Copy each of the rows below word for word, without any changes.

***

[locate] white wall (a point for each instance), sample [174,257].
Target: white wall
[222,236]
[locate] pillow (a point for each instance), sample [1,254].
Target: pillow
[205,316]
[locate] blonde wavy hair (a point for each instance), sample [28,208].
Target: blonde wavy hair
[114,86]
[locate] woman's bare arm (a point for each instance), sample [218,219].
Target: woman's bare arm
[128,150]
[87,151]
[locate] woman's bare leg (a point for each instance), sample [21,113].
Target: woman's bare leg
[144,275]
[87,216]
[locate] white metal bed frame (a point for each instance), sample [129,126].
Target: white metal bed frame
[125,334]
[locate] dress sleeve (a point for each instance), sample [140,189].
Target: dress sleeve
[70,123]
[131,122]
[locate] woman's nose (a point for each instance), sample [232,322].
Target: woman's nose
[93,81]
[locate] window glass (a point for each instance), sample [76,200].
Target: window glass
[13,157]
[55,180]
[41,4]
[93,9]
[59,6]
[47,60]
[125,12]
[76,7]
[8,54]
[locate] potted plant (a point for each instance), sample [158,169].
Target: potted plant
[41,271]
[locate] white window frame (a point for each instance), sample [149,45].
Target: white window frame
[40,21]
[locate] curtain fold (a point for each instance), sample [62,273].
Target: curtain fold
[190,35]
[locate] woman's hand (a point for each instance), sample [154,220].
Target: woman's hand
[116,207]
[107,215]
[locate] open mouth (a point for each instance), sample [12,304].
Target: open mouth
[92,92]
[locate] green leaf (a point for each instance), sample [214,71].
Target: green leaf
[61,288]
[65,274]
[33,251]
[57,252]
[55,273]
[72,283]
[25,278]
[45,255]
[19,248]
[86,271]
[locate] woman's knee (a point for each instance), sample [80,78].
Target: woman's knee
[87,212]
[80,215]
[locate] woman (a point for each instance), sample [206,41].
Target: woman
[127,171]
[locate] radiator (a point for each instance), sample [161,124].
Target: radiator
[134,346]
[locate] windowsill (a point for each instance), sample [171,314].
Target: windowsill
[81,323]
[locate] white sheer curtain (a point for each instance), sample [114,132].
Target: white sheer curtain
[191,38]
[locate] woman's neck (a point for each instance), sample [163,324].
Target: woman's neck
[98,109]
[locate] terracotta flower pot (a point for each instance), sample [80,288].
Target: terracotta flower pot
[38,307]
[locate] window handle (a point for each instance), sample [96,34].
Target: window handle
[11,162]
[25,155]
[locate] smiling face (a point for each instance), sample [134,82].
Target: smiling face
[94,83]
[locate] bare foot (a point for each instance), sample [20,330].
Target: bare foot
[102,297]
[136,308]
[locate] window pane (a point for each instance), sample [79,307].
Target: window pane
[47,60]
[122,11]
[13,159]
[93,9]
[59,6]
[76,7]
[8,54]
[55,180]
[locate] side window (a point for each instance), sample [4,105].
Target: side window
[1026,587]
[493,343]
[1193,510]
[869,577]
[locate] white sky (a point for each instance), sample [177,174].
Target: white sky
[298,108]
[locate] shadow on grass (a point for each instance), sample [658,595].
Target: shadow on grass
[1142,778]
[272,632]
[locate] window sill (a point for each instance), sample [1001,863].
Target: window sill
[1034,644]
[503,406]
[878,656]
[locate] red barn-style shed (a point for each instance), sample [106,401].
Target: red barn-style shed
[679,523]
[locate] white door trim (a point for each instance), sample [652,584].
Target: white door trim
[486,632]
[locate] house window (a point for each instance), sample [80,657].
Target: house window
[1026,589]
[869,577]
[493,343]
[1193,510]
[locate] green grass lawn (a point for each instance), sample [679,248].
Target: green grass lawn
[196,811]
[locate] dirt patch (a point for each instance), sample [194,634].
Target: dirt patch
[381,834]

***

* RIGHT ANSWER *
[locate] white wall (a point for each instance), sample [174,257].
Target: white wall
[222,236]
[locate] pillow (a point for each instance), sample [1,254].
Target: pillow
[205,316]
[locate] blonde wavy hair (a point for each instance), sample [28,208].
Target: blonde wavy hair
[114,86]
[locate] woman's bare arm (a point for each instance), sample [218,219].
Target: woman's bare arm
[128,150]
[87,151]
[locate] woman's bare leg (a point for each instance), sample [21,113].
Target: woman's bare leg
[144,275]
[87,216]
[locate] white metal bed frame (a point for each instance), sample [129,126].
Target: white metal bed frame
[125,334]
[locate] dress sleeve (a point for each instance), sample [140,189].
Target: dress sleeve
[70,123]
[131,122]
[locate] woman's nose (a point for each instance), sample [232,322].
Target: woman's nose
[93,81]
[locate] window glass (a point for each instance), sample [76,200].
Target: window glass
[13,157]
[55,180]
[41,4]
[93,9]
[59,6]
[47,60]
[125,12]
[76,7]
[8,54]
[locate] potted plant (a point for each instance), sample [158,169].
Target: potted plant
[41,271]
[locate] white window frame (a point for each instance), sample [149,45].
Target: white window frame
[40,21]
[locate] curtain fold (a point for each instance), sample [62,273].
Target: curtain fold
[190,35]
[locate] woman's hand (a point for each instance), sample [154,220].
Target: woman's hand
[116,207]
[107,215]
[locate] open mouth (a point for each instance), sample [12,304].
Target: open mouth
[92,92]
[locate] green leaf (a point for each instance), sample [214,71].
Target: green leaf
[61,288]
[65,274]
[33,251]
[57,252]
[55,273]
[72,283]
[25,278]
[45,255]
[19,248]
[86,271]
[locate] woman's knee (a point for each instance), sample [80,78].
Target: woman's knee
[87,212]
[80,215]
[locate] woman (a point for each instance), sample [206,41].
Target: woman
[127,171]
[locate] radiator (a point for each instance), sample [161,124].
Target: radiator
[134,346]
[locate] windowsill (a point for each instance), sample [171,314].
Target: windowsill
[81,323]
[locate] white sheer curtain (a point for each instance), sample [114,132].
Target: white sheer curtain
[191,38]
[locate] woman's neck (a point for each instance), sample [163,324].
Target: woman's neck
[98,109]
[locate] terracotta flower pot (a point for each instance), sample [80,288].
Target: terracotta flower pot
[38,307]
[locate] window handle (a point for each instance), sample [96,34].
Target: window handle
[11,162]
[25,155]
[locate] smiling face (a point for each instance), sample [134,82].
Target: smiling face
[94,83]
[locate] bare foot (a point for each instance), sample [20,330].
Target: bare foot
[102,297]
[136,308]
[locate] window pane (a point for each instance), sample [79,307].
Target: window pane
[47,60]
[122,11]
[13,159]
[93,9]
[59,6]
[76,7]
[8,54]
[55,180]
[locate] side window (a point for each instance), sample [4,105].
Target: side window
[1026,587]
[493,343]
[1193,510]
[869,577]
[locate] white sky (a point for each instance), sample [177,174].
Target: white sky
[298,108]
[locate] shadow on grass (a point for each instance), sample [658,595].
Target: shadow on grass
[1142,778]
[272,632]
[locate] window sill (a point for each instance), sample [1001,863].
Target: window sill
[1034,644]
[503,406]
[878,656]
[locate] red barn-style shed (a point for each instance), sample [106,401].
Target: red barn-style shed
[679,523]
[locate] white door trim (a point for each instance), sample [652,584].
Target: white door trim
[486,632]
[locate] house window (a point for each instance), sample [80,657].
Target: house window
[1026,589]
[869,577]
[493,343]
[1193,510]
[locate] green grass lawn (a point for each instance), sample [679,248].
Target: green grass lawn
[196,811]
[locate] dirt patch (a point for each instance), sample [194,634].
Target: dirt patch
[381,834]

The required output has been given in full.